◆ WHAT YOU NEED TO DO ◆
Output, with no changes, the span of lines that opens with the line containing "on the caster" and closes with the last line.

# start of EXERCISE MATERIAL

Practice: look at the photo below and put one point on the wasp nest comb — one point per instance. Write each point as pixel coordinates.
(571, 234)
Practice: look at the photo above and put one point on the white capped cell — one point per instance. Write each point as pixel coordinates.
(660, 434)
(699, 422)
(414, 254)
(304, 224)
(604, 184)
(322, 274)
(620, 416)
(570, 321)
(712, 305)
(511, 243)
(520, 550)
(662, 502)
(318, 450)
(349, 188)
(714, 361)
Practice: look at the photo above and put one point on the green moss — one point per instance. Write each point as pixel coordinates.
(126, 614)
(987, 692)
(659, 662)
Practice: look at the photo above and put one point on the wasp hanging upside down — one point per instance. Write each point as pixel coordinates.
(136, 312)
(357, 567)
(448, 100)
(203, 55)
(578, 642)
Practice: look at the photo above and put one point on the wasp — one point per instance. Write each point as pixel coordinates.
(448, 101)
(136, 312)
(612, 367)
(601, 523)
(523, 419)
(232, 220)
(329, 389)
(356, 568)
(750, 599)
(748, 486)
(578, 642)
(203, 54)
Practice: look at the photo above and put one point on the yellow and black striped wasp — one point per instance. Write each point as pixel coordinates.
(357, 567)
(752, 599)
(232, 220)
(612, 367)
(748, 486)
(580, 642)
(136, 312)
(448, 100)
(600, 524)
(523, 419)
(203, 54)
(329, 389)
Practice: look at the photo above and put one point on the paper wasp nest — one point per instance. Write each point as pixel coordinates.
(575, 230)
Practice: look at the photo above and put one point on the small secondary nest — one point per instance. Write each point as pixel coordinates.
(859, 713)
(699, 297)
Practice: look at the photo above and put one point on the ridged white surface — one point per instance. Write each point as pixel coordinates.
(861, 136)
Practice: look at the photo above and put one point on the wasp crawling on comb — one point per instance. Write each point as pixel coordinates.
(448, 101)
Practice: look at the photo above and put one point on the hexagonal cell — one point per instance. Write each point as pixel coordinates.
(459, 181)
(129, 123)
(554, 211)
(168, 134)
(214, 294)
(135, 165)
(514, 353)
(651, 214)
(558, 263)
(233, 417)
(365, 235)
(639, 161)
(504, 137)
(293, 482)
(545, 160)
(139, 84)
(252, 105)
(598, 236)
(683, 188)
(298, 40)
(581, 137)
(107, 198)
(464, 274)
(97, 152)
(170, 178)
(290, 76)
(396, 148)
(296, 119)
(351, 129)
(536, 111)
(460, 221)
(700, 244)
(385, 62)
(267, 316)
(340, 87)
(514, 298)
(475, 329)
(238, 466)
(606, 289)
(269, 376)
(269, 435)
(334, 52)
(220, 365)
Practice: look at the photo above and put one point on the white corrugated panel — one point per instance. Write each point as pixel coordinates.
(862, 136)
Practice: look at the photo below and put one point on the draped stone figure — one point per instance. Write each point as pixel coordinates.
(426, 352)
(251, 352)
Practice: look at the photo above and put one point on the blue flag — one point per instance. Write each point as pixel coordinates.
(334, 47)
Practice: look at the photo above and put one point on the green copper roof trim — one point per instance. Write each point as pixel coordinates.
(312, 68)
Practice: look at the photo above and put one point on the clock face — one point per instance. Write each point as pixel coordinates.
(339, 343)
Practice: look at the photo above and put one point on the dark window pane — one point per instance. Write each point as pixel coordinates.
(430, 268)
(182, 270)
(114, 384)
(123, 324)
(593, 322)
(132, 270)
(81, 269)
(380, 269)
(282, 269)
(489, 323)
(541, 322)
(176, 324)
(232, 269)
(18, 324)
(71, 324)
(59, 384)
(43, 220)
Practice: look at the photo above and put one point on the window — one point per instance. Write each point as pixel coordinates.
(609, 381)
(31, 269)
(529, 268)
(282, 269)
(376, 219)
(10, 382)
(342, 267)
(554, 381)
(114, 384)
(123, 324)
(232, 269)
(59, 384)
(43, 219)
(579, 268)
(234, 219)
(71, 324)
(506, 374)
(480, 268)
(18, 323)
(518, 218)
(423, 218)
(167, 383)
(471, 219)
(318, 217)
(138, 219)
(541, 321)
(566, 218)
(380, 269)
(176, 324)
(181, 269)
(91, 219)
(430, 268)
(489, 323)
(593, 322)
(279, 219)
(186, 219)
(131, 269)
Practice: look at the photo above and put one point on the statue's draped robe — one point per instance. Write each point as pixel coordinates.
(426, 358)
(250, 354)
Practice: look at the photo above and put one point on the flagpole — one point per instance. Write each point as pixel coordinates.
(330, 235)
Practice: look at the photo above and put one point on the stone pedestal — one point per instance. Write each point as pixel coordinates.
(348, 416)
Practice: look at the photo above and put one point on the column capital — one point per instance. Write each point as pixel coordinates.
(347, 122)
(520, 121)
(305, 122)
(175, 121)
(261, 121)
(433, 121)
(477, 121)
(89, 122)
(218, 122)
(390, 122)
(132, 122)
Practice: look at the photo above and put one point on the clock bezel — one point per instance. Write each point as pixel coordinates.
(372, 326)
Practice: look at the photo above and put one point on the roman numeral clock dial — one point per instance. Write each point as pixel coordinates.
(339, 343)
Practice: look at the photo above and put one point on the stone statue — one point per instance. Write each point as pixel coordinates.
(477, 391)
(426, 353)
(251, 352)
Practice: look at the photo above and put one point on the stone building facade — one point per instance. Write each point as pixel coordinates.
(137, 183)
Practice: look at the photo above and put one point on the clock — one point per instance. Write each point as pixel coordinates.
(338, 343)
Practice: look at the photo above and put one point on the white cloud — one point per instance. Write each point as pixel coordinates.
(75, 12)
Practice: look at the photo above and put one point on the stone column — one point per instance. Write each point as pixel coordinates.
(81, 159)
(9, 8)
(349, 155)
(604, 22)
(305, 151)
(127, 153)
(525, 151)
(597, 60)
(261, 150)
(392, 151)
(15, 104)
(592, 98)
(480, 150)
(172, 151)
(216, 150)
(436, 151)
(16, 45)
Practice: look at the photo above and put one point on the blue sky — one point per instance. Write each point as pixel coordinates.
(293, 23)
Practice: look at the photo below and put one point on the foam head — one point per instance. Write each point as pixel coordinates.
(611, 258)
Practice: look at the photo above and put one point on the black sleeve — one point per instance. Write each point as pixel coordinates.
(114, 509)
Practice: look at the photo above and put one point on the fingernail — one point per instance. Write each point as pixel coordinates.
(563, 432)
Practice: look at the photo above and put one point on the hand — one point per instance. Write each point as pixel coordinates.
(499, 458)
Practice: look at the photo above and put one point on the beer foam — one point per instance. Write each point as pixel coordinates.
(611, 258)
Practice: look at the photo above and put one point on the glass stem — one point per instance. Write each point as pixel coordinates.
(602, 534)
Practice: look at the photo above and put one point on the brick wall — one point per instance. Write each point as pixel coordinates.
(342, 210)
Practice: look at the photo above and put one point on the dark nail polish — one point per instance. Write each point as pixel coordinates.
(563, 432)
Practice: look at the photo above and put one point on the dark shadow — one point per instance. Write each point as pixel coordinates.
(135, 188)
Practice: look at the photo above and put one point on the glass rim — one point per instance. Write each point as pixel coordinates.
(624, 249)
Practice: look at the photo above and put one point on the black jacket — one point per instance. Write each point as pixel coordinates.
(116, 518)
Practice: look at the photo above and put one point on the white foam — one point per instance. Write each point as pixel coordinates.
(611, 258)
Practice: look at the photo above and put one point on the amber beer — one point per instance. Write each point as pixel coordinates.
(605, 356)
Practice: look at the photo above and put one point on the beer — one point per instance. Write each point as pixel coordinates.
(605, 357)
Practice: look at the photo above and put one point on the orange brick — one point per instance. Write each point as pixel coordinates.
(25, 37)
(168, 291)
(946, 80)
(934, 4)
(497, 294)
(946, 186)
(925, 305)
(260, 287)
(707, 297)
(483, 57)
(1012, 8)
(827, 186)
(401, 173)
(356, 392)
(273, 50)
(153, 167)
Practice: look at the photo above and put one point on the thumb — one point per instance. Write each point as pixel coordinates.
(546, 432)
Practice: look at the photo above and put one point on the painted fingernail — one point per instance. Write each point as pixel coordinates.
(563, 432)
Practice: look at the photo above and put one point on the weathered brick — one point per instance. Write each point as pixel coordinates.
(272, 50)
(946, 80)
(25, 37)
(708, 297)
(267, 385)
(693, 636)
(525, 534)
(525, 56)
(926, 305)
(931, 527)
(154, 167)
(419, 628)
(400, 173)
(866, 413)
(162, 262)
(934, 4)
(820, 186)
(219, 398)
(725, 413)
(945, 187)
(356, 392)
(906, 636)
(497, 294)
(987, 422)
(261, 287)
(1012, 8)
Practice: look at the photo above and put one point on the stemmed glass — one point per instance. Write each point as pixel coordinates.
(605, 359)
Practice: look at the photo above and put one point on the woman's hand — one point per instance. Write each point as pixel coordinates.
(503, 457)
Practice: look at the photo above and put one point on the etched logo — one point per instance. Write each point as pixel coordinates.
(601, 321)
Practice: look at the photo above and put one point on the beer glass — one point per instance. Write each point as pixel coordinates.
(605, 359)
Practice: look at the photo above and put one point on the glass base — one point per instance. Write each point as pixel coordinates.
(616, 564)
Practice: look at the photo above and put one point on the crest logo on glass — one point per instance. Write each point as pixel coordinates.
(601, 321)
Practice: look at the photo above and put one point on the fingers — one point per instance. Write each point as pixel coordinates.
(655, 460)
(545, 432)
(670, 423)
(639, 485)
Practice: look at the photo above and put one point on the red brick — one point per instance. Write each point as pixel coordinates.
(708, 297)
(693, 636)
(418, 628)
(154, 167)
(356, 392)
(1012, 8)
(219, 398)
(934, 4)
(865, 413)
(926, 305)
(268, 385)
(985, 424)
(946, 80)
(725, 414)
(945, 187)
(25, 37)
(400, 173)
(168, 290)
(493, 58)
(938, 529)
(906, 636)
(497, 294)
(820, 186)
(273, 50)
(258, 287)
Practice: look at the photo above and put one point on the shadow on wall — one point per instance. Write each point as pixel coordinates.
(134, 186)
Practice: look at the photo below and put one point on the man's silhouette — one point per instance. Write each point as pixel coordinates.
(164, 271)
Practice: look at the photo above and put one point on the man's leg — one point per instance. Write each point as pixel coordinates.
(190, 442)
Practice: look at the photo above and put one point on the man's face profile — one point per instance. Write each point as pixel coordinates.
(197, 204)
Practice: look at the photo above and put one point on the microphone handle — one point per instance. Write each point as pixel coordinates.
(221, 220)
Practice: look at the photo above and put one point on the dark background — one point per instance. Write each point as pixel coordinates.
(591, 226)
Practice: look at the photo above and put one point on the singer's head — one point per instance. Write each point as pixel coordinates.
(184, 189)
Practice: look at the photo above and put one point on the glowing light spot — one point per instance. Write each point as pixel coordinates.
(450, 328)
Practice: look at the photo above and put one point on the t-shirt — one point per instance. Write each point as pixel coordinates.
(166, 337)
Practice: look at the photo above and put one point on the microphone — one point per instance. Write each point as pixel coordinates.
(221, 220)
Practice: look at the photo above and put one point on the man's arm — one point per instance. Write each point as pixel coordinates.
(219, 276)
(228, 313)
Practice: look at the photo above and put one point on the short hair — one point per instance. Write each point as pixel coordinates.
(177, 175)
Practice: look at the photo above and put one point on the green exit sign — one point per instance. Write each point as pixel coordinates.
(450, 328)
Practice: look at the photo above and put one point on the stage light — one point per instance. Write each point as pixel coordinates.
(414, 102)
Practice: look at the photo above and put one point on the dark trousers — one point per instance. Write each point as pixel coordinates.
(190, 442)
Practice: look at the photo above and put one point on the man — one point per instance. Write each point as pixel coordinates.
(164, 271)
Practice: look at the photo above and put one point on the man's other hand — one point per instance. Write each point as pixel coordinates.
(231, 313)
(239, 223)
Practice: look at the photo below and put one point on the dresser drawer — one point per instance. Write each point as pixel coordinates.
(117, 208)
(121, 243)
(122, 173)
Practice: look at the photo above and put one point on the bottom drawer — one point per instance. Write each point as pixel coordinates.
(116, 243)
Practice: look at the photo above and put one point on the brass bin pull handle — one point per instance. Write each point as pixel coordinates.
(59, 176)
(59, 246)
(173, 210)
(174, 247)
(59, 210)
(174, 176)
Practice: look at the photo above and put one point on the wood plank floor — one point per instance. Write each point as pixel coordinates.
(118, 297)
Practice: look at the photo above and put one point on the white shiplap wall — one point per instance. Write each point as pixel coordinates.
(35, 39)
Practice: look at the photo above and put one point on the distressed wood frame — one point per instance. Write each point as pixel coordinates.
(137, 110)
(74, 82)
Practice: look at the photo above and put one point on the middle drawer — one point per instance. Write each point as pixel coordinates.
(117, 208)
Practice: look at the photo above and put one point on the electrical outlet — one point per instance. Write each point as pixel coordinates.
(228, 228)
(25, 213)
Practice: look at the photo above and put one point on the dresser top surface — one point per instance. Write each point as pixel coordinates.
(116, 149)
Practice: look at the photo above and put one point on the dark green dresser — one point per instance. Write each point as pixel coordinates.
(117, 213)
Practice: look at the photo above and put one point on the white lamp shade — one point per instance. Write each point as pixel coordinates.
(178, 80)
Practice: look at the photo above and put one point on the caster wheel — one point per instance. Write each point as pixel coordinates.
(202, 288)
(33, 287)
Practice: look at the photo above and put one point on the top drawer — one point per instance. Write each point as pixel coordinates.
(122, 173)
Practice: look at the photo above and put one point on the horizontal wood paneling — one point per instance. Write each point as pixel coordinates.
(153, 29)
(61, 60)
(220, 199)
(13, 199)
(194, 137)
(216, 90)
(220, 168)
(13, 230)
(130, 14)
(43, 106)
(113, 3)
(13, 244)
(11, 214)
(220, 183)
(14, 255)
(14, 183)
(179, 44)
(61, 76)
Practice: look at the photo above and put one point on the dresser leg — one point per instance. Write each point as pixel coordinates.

# end of EXERCISE MATERIAL

◆ OUTPUT ◆
Practice: look at the photo above and put one point on the caster wheel — one point per instance. Write each point as pixel coordinates.
(202, 288)
(33, 287)
Practice: look at the photo above and put one point on the top drawer — one point per instance. Write each point as pixel coordinates.
(122, 173)
Practice: look at the photo above and put one point on the horizontal wood paneling — one point per instance. Write each point as pixel coordinates.
(153, 29)
(61, 60)
(220, 199)
(13, 199)
(194, 137)
(216, 90)
(220, 168)
(13, 230)
(130, 14)
(43, 106)
(113, 3)
(13, 244)
(11, 214)
(220, 183)
(14, 255)
(14, 183)
(179, 44)
(61, 76)
Practice: look at the photo above and put one point on the dresser leg — one point per instance. Write each point as pixel coordinates.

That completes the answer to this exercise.